**TASK GOAL**. Select every line of the material below that contains the word "blue", and reproduce each of those lines in full.

(Annotation data for picture regions)
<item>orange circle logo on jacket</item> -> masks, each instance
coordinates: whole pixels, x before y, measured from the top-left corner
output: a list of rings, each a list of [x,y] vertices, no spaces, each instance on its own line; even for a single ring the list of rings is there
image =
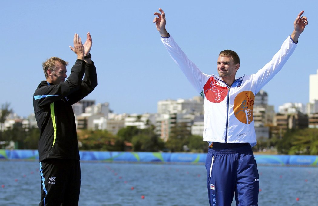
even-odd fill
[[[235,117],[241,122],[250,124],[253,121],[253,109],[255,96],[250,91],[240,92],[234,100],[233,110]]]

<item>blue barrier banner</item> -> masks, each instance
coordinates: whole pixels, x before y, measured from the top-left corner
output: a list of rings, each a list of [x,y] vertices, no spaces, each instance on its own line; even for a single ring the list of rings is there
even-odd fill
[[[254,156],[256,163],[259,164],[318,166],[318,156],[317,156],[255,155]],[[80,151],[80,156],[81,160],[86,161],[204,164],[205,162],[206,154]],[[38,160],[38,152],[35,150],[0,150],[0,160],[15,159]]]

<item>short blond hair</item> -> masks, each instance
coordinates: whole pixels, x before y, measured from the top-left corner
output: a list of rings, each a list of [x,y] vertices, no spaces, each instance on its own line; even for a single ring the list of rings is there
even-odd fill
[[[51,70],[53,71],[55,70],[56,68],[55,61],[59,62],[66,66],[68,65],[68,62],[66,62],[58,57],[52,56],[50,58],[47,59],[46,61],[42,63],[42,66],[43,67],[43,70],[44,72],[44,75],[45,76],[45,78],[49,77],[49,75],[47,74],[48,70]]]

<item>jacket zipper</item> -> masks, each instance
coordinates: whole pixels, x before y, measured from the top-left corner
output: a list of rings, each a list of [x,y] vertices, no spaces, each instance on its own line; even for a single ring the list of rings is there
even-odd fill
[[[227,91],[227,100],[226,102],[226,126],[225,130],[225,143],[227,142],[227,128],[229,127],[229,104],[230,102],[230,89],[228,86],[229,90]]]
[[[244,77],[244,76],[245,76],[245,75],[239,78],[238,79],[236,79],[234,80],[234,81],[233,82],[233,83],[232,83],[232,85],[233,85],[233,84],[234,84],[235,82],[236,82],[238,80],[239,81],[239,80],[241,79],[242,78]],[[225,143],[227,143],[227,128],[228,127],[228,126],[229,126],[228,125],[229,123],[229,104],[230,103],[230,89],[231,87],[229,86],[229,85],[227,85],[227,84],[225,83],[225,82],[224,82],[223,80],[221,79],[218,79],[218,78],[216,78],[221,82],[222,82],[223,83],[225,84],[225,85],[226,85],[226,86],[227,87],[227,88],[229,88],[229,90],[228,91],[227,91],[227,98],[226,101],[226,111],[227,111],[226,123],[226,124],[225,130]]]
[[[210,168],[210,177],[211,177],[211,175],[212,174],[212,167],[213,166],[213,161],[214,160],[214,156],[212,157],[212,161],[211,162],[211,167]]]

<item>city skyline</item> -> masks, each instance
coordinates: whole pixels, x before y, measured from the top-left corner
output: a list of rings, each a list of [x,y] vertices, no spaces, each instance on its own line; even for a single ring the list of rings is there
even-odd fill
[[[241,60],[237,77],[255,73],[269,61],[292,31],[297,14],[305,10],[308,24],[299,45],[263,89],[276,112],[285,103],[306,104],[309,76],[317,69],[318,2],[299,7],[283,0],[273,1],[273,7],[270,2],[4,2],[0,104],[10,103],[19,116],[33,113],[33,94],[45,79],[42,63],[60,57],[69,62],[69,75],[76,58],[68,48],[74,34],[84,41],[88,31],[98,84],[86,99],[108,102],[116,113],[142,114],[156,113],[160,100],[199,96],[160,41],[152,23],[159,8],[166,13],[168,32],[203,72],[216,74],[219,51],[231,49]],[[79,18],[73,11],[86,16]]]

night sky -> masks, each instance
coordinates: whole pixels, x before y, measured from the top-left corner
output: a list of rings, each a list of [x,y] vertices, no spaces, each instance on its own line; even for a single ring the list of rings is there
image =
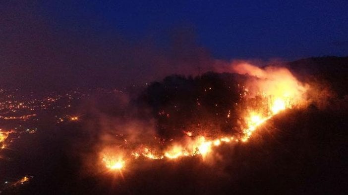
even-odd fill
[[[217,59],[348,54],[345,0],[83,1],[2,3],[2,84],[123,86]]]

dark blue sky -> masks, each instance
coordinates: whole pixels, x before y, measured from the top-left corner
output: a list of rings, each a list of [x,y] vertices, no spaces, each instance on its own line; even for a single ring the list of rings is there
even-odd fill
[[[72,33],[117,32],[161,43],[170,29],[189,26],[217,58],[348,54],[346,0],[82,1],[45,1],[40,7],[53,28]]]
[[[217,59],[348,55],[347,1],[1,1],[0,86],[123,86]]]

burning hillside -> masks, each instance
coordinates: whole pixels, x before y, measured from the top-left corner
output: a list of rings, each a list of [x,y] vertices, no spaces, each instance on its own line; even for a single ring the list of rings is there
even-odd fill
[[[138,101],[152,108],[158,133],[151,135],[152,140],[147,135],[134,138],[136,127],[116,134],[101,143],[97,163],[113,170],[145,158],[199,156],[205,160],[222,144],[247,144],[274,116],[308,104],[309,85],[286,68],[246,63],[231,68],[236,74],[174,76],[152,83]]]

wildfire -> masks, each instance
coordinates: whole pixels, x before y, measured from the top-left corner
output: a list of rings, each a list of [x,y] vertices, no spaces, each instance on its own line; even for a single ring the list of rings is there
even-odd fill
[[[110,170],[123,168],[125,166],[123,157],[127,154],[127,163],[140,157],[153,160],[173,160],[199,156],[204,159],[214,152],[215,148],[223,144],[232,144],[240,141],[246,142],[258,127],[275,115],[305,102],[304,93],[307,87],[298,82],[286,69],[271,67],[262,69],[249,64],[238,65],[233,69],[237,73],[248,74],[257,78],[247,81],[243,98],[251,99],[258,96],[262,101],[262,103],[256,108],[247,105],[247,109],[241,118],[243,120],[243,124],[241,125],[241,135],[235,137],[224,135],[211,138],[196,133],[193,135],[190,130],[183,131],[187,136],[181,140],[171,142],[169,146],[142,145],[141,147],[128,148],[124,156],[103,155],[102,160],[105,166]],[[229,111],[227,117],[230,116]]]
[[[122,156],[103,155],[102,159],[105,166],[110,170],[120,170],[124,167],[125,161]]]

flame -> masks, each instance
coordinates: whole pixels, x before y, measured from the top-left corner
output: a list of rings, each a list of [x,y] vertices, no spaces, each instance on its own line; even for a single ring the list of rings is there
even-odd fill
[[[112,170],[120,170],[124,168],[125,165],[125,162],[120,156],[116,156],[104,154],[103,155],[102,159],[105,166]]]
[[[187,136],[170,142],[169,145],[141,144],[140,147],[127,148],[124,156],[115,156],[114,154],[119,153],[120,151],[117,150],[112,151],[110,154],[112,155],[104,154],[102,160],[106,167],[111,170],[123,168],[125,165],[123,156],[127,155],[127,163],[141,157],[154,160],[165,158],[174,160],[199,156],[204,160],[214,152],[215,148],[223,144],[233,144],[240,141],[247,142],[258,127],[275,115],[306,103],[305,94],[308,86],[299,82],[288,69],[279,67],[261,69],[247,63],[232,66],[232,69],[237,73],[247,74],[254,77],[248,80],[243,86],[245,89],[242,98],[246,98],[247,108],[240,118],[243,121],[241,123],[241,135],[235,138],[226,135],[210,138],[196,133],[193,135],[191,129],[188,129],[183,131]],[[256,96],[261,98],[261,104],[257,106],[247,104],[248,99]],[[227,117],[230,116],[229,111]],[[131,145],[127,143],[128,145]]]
---
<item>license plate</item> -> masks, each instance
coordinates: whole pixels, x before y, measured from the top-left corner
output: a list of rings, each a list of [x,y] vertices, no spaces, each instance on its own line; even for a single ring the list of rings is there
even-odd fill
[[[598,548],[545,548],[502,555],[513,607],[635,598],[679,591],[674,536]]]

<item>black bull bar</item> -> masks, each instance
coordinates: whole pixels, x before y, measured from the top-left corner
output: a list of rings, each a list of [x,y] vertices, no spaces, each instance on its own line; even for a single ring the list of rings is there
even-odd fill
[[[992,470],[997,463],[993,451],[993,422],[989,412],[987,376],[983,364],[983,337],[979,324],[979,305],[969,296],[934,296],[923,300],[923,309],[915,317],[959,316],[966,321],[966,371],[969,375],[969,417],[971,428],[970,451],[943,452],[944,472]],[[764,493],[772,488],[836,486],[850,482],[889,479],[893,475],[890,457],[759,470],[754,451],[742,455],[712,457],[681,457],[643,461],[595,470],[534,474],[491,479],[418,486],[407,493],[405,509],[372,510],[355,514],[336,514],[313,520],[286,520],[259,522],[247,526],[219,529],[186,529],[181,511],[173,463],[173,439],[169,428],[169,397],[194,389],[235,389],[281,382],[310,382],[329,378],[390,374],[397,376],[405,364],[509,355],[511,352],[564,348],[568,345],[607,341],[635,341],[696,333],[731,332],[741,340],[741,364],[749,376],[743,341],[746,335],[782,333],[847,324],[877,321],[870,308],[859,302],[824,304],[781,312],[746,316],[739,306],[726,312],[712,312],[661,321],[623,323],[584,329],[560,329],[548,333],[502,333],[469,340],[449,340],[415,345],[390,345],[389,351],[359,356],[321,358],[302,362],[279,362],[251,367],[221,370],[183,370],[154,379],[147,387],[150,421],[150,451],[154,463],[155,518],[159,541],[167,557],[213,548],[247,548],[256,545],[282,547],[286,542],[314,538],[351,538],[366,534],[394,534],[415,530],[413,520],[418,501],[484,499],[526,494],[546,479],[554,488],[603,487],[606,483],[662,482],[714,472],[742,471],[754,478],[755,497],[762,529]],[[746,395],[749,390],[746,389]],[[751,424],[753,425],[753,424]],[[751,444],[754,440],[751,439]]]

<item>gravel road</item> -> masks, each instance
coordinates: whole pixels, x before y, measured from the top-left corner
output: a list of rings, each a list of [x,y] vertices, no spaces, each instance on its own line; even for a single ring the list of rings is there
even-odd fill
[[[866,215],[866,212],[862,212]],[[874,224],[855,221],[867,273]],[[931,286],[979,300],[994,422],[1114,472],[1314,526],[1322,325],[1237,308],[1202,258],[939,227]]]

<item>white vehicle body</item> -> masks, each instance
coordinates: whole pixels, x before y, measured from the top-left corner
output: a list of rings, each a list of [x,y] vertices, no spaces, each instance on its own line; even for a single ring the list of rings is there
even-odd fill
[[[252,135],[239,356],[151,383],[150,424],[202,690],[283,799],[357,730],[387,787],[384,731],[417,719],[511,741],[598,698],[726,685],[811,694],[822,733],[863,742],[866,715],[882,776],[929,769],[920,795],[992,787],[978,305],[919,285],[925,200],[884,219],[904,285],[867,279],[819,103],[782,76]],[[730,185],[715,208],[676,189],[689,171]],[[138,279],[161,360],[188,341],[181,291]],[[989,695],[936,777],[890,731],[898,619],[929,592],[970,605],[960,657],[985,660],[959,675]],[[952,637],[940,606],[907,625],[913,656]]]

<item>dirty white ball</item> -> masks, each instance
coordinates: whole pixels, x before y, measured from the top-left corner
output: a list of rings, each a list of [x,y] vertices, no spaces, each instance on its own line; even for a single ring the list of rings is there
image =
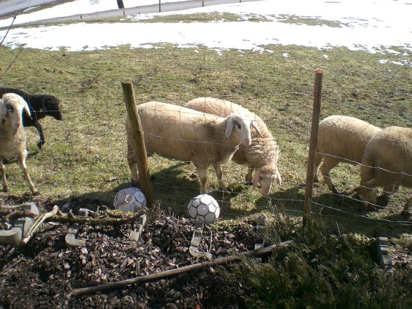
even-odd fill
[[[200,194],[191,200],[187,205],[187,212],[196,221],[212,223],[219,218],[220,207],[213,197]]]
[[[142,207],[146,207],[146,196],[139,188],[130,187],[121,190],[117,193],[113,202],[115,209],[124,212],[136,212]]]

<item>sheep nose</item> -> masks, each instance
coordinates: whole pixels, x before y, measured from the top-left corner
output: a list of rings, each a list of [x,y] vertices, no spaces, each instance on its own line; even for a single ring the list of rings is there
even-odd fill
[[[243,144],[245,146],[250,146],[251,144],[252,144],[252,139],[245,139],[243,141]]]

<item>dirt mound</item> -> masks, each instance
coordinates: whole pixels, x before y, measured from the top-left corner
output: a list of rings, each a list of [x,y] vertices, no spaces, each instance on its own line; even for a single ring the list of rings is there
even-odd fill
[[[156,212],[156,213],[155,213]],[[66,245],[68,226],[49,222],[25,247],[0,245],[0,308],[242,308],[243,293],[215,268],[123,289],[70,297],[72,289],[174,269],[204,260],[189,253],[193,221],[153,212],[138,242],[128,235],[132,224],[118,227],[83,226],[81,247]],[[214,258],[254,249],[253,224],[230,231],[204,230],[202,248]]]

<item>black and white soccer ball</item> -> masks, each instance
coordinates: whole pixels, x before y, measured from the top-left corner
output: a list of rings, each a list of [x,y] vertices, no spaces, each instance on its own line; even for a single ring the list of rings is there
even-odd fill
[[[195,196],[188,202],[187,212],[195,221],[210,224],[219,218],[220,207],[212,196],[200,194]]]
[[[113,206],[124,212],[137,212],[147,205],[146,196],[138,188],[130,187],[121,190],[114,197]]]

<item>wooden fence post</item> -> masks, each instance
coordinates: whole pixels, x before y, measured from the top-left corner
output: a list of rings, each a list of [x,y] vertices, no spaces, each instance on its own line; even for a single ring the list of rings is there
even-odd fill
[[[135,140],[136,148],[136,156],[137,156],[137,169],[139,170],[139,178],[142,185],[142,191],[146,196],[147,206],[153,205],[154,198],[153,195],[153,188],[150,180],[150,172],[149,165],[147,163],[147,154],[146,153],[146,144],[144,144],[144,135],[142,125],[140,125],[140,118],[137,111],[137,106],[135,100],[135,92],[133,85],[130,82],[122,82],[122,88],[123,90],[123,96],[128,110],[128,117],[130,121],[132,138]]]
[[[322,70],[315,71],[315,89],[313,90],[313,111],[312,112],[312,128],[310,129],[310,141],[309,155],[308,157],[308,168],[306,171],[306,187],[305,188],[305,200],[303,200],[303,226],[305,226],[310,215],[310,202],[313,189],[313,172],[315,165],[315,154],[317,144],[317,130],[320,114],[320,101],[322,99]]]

**TASK ANSWER**.
<item>blue barrier banner</item> -> masks, each instance
dark blue sky -> masks, each instance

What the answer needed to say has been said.